Single by Gillette/20 Fingers featuring Gillette

from the album On the Attack
- B-side: "Mr. Personality (Ugly Mix)"
- Released: May 19, 1995
- Genre: House; dance-pop;
- Length: 3:30
- Label: ZYX
- Songwriters: Charlie Babie; Manny Mohr;
- Producers: Charlie Babie; Manny Mohr;

Gillette singles chronology
| "Short Dick Man" (1994) | "Mr. Personality" (1995) | "You're a Dog" (1995) |

20 Fingers singles chronology
| "Lick It" (1995) | "Mr. Personality" (1995) | "You're a Dog" (1995) |

Music video
- "Mr. Personality" on YouTube

= Mr. Personality (song) =

"Mr. Personality" is a song recorded by American singer and rapper Gillette, produced by 20 Fingers and released in May 1995, by ZYX Music, as the second single from Gillette's debut solo album, On the Attack (1994).

==Background==
The song has been released as Gillette's second single from her debut solo album On the Attack worldwide, while in Poland and Germany, it has been released as 20 Fingers' third single credited as "20 Fingers featuring Gillette" from their debut album On the Attack and More. The track reached the top 20 in Belgium. However, sales were lower than 20 Fingers' previous hits "Short Dick Man" and "Lick It". The song also charted in Germany, New Zealand and Switzerland.

PROVIDED INFORMATION>
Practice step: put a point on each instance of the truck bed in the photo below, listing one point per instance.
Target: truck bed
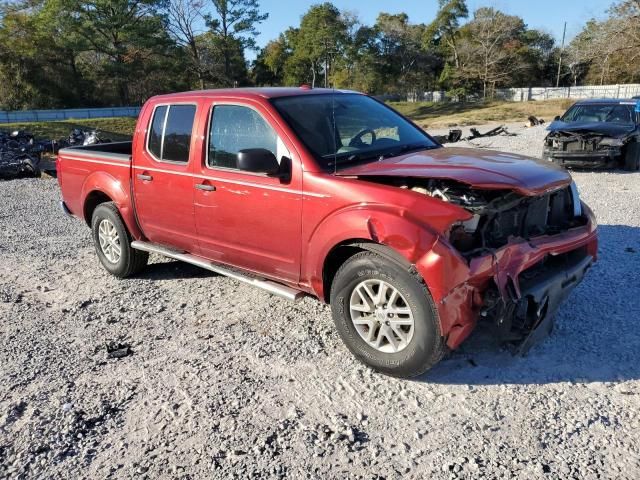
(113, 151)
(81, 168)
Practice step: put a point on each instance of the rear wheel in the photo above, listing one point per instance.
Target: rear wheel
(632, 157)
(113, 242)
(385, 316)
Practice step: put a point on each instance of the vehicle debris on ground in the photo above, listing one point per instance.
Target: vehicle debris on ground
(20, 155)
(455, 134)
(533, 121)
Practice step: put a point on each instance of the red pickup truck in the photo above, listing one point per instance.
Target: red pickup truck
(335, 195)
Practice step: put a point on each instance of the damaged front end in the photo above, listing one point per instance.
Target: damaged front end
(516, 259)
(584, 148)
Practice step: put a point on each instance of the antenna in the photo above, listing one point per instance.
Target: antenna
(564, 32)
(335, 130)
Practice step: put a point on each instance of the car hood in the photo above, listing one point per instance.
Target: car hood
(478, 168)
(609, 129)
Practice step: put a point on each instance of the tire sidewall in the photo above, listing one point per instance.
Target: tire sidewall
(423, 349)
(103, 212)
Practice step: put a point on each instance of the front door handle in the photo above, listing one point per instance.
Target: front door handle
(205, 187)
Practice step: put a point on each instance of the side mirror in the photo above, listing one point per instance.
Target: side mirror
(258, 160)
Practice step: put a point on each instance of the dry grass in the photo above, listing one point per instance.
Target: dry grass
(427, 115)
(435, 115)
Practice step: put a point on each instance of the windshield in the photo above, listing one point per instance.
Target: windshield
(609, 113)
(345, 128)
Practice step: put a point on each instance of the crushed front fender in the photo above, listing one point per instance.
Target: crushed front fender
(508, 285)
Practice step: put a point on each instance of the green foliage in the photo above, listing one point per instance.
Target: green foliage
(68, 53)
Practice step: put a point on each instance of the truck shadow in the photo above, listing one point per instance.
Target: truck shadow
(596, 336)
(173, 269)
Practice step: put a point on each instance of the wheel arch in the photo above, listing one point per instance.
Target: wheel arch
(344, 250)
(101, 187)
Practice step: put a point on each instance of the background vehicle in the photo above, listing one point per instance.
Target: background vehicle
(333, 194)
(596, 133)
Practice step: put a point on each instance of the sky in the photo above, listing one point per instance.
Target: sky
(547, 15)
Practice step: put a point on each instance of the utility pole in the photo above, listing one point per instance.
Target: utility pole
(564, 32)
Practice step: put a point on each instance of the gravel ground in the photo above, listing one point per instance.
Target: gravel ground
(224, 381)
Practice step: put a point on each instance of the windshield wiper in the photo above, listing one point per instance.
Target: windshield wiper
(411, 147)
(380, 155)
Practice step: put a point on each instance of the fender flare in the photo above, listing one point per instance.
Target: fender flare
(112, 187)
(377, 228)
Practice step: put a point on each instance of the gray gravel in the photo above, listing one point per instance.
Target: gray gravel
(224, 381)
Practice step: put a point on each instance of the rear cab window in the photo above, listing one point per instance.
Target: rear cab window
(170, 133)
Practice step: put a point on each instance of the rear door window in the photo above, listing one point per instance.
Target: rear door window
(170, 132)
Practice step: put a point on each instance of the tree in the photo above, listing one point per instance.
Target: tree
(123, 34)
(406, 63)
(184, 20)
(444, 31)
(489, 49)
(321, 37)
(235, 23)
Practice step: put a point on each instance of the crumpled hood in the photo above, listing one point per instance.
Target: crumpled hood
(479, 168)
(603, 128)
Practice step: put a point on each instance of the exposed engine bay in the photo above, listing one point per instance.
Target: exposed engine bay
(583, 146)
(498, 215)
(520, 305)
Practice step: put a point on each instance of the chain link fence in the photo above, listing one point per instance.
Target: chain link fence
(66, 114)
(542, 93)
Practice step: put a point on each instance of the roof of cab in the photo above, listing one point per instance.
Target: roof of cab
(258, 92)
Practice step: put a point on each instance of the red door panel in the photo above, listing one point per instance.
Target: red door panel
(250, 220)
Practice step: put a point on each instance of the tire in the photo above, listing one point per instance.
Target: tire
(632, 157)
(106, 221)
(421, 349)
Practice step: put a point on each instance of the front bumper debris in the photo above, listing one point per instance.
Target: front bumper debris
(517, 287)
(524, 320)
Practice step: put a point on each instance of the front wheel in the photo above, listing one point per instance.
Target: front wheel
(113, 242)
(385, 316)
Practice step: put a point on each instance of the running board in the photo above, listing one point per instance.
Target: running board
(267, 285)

...

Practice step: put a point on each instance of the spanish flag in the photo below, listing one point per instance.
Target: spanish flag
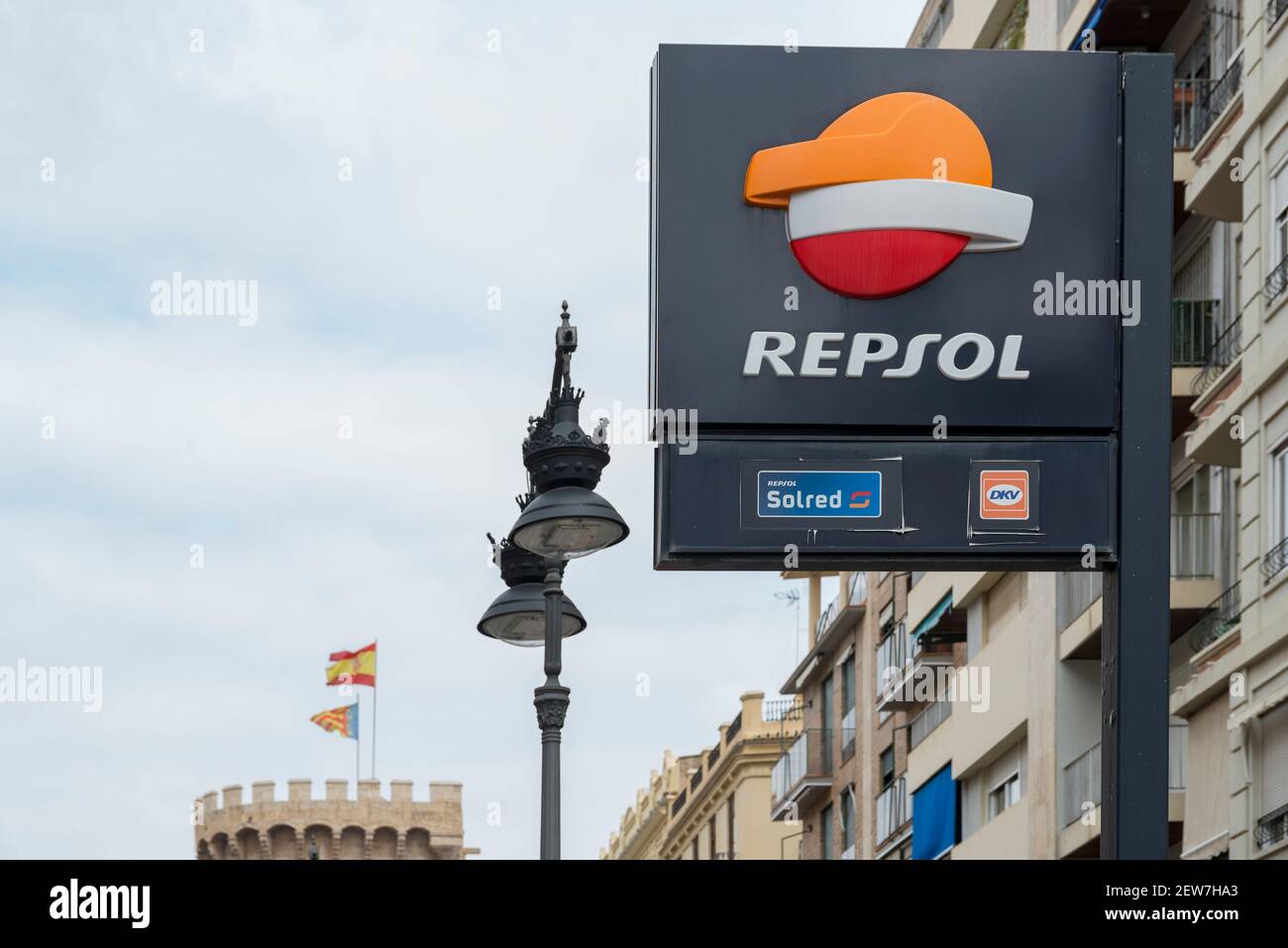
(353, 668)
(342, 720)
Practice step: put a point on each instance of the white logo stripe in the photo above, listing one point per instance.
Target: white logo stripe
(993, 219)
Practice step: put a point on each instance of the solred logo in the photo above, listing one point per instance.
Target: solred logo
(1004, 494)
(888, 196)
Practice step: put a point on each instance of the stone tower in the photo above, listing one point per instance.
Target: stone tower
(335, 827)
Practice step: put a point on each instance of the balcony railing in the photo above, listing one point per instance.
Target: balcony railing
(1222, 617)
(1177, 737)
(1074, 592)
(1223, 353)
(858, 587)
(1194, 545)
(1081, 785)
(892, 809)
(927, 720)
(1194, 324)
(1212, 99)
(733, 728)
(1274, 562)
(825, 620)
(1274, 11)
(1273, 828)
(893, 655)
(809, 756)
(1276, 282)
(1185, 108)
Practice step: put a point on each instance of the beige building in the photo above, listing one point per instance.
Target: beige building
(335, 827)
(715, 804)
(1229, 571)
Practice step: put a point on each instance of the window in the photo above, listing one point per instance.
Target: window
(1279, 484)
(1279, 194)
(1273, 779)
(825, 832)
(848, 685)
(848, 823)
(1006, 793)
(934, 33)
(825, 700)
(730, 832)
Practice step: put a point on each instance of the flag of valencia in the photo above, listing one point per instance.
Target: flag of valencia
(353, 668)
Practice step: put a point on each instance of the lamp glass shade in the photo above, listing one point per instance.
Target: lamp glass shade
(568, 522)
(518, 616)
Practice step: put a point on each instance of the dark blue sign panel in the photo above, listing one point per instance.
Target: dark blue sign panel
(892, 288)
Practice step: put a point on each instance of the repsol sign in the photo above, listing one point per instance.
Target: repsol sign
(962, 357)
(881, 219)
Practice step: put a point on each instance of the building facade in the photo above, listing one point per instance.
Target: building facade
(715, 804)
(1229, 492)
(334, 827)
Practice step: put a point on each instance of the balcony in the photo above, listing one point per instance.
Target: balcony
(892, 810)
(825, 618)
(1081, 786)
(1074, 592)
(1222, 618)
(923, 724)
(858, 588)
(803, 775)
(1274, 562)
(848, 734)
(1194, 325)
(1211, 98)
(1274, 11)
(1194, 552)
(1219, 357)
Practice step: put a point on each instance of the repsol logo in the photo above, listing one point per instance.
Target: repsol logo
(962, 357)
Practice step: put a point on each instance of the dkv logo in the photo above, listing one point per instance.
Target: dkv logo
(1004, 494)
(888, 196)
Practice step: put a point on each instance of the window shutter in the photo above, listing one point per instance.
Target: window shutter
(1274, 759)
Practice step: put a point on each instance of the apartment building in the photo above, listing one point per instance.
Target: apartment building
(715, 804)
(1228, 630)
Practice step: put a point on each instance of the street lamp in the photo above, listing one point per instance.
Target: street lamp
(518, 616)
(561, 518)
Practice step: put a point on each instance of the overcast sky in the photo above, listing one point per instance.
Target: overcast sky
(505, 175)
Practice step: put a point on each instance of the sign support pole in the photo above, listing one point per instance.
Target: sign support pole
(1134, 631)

WORK INSTRUCTIONS>
(A) Using the song article, explain why "Mr. Personality" is listed in both the Gillette and the 20 Fingers singles chronologies.
(B) Answer these questions from the song article:
(i) How long is the track?
(ii) In which country did the song reach the top 20?
(iii) Which label released it?
(C) Reproduce the passage of the song article between "Music video" and "the Attack (1994).", inclusive.

EXPECTED ANSWERS>
(A) Worldwide, the song was released as Gillette's second single from her debut solo album, On the Attack. In Poland and Germany, it was released as 20 Fingers' third single, credited as "20 Fingers featuring Gillette," from their debut album On the Attack and More.

(B)
(i) 3:30
(ii) Belgium
(iii) ZYX (ZYX Music)

(C)
Music video
- "Mr. Personality" on YouTube

= Mr. Personality (song) =

"Mr. Personality" is a song recorded by American singer and rapper Gillette, produced by 20 Fingers and released in May 1995, by ZYX Music, as the second single from Gillette's debut solo album, On the Attack (1994).